If you decide to leave him intact and butcher him, 20 months is fine for a dexter.

Him being a bull is fine too. The meat won't have an off flavor providing he is unsuspecting and calm and he's killed cleanly.


----------



## springvalley (Jun 23, 2009)

I`m sorry I don`t mean to be rude, but I am always fasinated by all the backyard Vets out here. I have cut so many bulls in my life I think I could do it in my sleep. If you don`t have a head gate or equipment to do the job when they are larger, why not cut or band when they are 100 pounds. as far as how your doing it, all you have to do is cut off the sack, pull a nut, wrapp the cord around your finger and keep pulling slowly till it won`t come anymore and give it a yank to break it. Never other than grabbing the nut do you put your fingers up in there. I have never had a calf get much swelling before, and if you ever have one that won`t stop bleeding just tie a twine around the sack overnight, and take off the next morning. Mostly wash your hands before you cut him so you don`t contaminate him.>Thanks marc


----------



## Cliff (Jun 30, 2007)

◇ ◇ ◇ ◇ ◇ ◇ ◇

## The problem
Return the full forum text about the bull, word for word and unchanged. Rely only on the forum text above.

◇ ◇ ◇ ◇ ◇ ◇ ◇

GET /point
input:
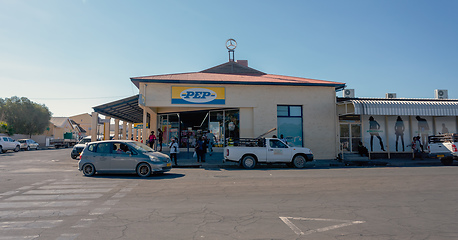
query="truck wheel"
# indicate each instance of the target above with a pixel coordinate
(299, 161)
(447, 161)
(249, 162)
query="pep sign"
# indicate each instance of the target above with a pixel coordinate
(198, 95)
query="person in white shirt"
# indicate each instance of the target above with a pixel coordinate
(174, 150)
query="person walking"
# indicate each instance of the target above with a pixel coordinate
(374, 128)
(417, 148)
(399, 131)
(160, 136)
(151, 140)
(174, 150)
(211, 141)
(199, 149)
(204, 148)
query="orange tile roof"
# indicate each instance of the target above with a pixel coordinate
(246, 78)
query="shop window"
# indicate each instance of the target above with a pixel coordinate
(289, 120)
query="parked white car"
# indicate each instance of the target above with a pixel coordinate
(444, 147)
(249, 152)
(7, 143)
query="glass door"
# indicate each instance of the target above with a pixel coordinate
(350, 136)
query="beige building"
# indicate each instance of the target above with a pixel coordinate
(233, 101)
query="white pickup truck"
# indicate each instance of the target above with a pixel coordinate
(444, 147)
(250, 152)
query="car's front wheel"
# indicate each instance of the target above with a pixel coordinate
(299, 161)
(88, 169)
(143, 170)
(447, 161)
(249, 162)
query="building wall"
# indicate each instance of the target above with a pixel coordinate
(258, 110)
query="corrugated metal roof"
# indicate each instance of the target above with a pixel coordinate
(126, 109)
(406, 107)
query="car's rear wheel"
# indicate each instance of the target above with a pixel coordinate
(447, 161)
(88, 169)
(299, 161)
(249, 162)
(143, 170)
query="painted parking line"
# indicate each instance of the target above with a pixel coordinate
(44, 204)
(37, 213)
(68, 236)
(84, 223)
(67, 191)
(79, 186)
(342, 223)
(99, 211)
(54, 197)
(19, 237)
(29, 224)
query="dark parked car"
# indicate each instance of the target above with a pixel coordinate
(27, 144)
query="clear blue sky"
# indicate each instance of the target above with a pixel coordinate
(74, 55)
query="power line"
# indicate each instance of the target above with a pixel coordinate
(81, 98)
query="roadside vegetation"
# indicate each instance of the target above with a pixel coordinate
(22, 116)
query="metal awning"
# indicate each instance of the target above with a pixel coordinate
(126, 109)
(417, 107)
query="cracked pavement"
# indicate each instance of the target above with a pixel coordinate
(38, 201)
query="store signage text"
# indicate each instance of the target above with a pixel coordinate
(198, 95)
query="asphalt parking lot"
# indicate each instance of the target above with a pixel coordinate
(44, 196)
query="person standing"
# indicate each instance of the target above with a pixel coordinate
(417, 147)
(399, 131)
(199, 149)
(374, 127)
(174, 150)
(151, 140)
(211, 141)
(204, 148)
(423, 130)
(160, 136)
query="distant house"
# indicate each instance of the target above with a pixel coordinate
(59, 126)
(78, 130)
(85, 122)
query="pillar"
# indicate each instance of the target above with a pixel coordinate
(106, 128)
(124, 130)
(116, 137)
(129, 134)
(144, 130)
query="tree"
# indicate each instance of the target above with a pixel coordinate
(25, 116)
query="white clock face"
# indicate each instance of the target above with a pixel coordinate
(231, 44)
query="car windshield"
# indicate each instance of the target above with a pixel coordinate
(141, 147)
(84, 140)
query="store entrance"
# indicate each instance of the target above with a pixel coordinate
(193, 126)
(187, 127)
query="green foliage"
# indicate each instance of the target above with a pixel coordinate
(24, 116)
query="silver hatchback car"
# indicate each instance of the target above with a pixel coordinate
(122, 156)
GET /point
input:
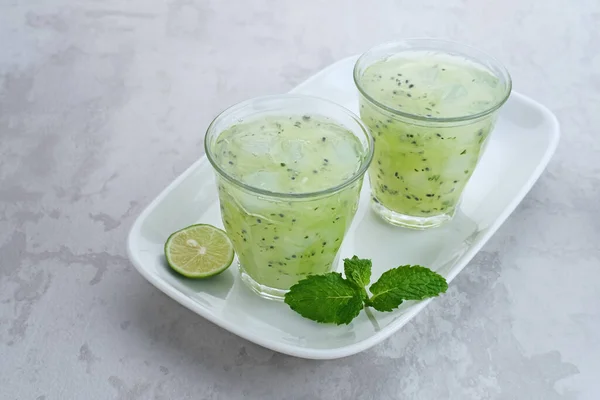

◇ ◇ ◇ ◇ ◇ ◇ ◇

## Reply to the exercise
If you decide to leave him intact and butcher him, 20 months is fine for a dexter.

Him being a bull is fine too. The meat won't have an off flavor providing he is unsuspecting and calm and he's killed cleanly.


----------



## springvalley (Jun 23, 2009)

I`m sorry I don`t mean to be rude, but I am always fasinated by all the backyard Vets out here. I have cut so many bulls in my life I think I could do it in my sleep. If you don`t have a head gate or equipment to do the job when they are larger, why not cut or band when they are 100 pounds. as far as how your doing it, all you have to do is cut off the sack, pull a nut, wrapp the cord around your finger and keep pulling slowly till it won`t come anymore and give it a yank to break it. Never other than grabbing the nut do you put your fingers up in there. I have never had a calf get much swelling before, and if you ever have one that won`t stop bleeding just tie a twine around the sack overnight, and take off the next morning. Mostly wash your hands before you cut him so you don`t contaminate him.>Thanks marc


----------



## Cliff (Jun 30, 2007)